• Qué se pide
Devuelva como lista JSON de cadenas, una por línea y sin las líneas en blanco, el tramo de las entradas que va desde la línea que contiene "Question 5: Provide the bounding box coordinates of the grid" hasta la que contiene "539, 0, 556, 309", ambas incluidas.

[Registros anotados de coordenadas]
□ □ □ □ □

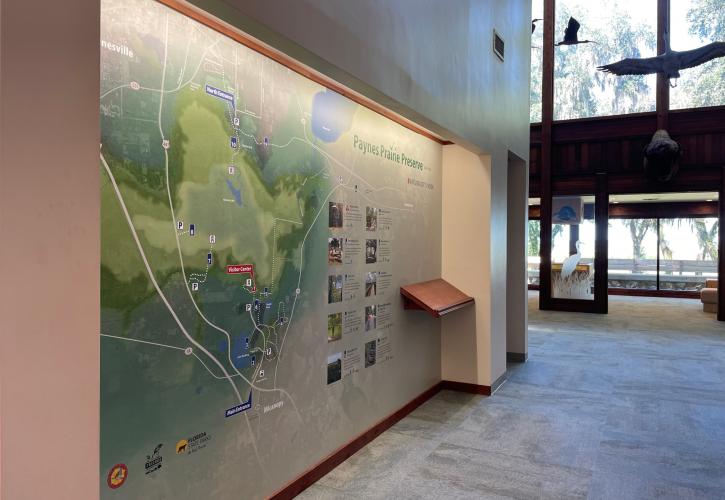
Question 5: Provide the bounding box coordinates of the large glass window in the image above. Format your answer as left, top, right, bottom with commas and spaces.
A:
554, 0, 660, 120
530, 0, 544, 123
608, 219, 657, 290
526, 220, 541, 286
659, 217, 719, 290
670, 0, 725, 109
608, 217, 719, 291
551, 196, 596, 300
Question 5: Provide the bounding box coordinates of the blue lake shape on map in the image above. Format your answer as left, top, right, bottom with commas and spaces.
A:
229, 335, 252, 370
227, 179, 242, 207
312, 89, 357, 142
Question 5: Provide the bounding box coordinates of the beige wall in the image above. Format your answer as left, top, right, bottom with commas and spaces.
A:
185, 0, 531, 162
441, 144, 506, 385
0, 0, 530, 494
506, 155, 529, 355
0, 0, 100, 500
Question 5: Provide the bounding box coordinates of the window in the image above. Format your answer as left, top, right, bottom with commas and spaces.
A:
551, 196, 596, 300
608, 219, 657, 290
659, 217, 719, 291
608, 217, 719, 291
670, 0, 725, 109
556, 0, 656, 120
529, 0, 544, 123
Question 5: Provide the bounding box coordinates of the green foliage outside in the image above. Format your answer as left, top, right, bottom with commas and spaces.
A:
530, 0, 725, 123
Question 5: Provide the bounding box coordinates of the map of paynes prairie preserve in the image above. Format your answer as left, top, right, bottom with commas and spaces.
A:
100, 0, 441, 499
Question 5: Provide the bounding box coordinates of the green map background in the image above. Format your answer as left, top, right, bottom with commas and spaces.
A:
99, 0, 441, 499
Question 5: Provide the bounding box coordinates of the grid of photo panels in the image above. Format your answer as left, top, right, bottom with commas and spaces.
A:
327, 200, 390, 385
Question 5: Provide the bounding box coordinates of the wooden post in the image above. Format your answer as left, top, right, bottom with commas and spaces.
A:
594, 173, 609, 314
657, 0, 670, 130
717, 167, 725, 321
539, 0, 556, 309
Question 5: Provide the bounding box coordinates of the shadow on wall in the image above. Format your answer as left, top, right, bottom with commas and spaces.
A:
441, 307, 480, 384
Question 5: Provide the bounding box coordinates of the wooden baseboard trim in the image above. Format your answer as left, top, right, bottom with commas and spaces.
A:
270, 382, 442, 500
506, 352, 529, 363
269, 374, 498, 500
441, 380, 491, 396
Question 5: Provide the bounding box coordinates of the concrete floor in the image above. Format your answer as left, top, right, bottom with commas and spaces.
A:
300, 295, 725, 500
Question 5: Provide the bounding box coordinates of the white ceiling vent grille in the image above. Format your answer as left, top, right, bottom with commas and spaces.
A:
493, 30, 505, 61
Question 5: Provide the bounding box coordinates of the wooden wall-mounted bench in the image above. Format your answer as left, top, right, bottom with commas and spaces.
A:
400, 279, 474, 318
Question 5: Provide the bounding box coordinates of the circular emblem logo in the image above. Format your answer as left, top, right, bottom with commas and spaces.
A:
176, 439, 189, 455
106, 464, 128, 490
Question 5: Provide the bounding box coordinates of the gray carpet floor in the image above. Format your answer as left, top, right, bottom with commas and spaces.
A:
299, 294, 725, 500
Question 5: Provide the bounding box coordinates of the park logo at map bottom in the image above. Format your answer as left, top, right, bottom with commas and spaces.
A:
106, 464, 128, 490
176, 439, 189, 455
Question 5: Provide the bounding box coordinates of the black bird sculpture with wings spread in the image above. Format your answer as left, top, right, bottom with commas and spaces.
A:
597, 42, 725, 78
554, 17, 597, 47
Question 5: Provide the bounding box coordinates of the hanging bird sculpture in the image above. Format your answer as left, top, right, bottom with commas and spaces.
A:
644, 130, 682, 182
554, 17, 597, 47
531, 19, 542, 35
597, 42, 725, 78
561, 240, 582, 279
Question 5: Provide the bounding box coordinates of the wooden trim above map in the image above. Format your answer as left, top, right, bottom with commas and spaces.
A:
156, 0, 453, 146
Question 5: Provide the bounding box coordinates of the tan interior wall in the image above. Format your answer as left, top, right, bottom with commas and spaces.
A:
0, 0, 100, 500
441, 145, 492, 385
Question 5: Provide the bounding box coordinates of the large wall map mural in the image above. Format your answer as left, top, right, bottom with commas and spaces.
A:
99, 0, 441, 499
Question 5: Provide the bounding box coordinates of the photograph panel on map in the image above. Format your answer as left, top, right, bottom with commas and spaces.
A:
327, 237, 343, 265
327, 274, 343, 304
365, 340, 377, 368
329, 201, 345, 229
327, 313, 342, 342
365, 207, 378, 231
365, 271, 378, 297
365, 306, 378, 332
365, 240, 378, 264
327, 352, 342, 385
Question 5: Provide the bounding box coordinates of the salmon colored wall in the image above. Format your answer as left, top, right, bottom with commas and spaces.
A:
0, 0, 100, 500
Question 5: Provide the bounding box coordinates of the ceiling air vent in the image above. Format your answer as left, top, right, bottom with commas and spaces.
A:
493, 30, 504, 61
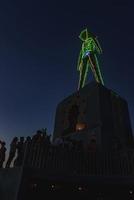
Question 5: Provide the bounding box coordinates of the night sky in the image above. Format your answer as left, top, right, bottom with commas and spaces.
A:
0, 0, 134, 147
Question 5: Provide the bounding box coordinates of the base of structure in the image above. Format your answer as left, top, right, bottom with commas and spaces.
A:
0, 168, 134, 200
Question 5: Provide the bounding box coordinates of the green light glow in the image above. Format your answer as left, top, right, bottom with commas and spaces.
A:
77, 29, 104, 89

□ □ □ □ □

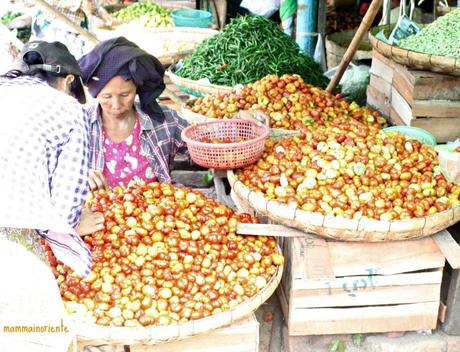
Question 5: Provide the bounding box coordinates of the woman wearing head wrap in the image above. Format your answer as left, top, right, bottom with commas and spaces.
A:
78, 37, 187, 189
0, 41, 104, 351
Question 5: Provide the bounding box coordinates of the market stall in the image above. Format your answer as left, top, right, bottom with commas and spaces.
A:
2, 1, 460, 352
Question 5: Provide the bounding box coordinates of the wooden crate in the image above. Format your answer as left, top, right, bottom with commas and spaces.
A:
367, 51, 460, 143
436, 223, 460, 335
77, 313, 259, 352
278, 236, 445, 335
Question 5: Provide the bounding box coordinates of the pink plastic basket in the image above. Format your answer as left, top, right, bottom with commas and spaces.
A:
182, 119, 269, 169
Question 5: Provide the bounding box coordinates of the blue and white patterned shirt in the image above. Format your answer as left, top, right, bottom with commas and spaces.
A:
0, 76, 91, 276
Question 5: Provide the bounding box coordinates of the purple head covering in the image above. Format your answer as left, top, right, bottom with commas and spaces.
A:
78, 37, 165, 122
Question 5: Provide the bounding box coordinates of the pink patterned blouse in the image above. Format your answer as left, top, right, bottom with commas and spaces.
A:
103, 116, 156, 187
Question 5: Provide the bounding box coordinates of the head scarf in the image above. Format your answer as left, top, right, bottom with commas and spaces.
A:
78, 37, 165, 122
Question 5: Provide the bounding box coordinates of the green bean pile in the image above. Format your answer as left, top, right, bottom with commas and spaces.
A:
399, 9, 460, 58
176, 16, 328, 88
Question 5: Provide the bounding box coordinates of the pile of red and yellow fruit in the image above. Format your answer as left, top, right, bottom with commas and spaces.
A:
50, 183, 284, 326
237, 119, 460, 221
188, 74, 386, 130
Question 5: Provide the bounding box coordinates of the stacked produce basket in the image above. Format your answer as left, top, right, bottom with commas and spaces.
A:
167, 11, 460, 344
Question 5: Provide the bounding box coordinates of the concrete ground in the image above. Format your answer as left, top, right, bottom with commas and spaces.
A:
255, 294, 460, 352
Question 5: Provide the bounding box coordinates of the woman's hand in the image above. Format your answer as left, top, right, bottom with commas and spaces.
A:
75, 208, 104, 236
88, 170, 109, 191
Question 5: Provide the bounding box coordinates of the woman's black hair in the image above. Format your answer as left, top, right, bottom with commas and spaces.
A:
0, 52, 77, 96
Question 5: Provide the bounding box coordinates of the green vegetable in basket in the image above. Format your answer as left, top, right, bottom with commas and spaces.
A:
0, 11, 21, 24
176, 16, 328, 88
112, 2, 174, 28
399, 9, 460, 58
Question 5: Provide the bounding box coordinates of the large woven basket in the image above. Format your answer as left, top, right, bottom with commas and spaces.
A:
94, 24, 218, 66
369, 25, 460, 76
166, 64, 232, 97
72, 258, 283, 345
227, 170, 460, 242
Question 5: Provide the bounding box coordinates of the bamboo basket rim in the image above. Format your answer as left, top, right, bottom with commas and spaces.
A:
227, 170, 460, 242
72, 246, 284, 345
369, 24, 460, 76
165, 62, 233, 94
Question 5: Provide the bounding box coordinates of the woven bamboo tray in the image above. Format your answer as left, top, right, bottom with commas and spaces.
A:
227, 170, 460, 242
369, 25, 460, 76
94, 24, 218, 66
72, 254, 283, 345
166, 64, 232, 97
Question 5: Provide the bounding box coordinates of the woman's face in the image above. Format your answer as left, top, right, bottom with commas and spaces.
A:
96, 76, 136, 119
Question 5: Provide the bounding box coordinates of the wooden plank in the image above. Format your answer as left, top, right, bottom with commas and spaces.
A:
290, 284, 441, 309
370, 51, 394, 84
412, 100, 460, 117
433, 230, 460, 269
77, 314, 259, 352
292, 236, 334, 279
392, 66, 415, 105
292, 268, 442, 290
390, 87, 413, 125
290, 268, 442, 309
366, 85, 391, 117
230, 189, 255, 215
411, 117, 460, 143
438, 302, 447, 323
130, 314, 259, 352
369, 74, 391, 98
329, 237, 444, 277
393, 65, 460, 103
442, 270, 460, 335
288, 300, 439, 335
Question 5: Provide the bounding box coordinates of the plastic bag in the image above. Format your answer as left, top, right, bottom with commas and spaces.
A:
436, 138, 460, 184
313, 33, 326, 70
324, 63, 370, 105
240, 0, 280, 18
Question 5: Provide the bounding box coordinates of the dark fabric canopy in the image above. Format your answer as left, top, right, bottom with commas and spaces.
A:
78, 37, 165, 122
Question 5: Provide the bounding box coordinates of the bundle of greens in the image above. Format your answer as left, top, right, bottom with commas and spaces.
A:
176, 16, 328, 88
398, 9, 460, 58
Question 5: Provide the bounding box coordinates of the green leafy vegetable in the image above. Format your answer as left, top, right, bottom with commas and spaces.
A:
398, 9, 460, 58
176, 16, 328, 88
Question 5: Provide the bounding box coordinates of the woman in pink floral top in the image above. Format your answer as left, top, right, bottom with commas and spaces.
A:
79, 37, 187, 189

□ □ □ □ □

• Resultado de tarea
[
  "Question 5: Provide the bounding box coordinates of the grid of photo panels in the image above. Format your answer as left, top, right, bottom with commas and spaces.",
  "A:",
  "327, 200, 390, 385",
  "Question 5: Provide the bounding box coordinates of the wooden post in the image above. Format your answer as left, top, right, bottom with commas and spaces.",
  "A:",
  "594, 173, 609, 314",
  "657, 0, 670, 130",
  "717, 167, 725, 321",
  "539, 0, 556, 309"
]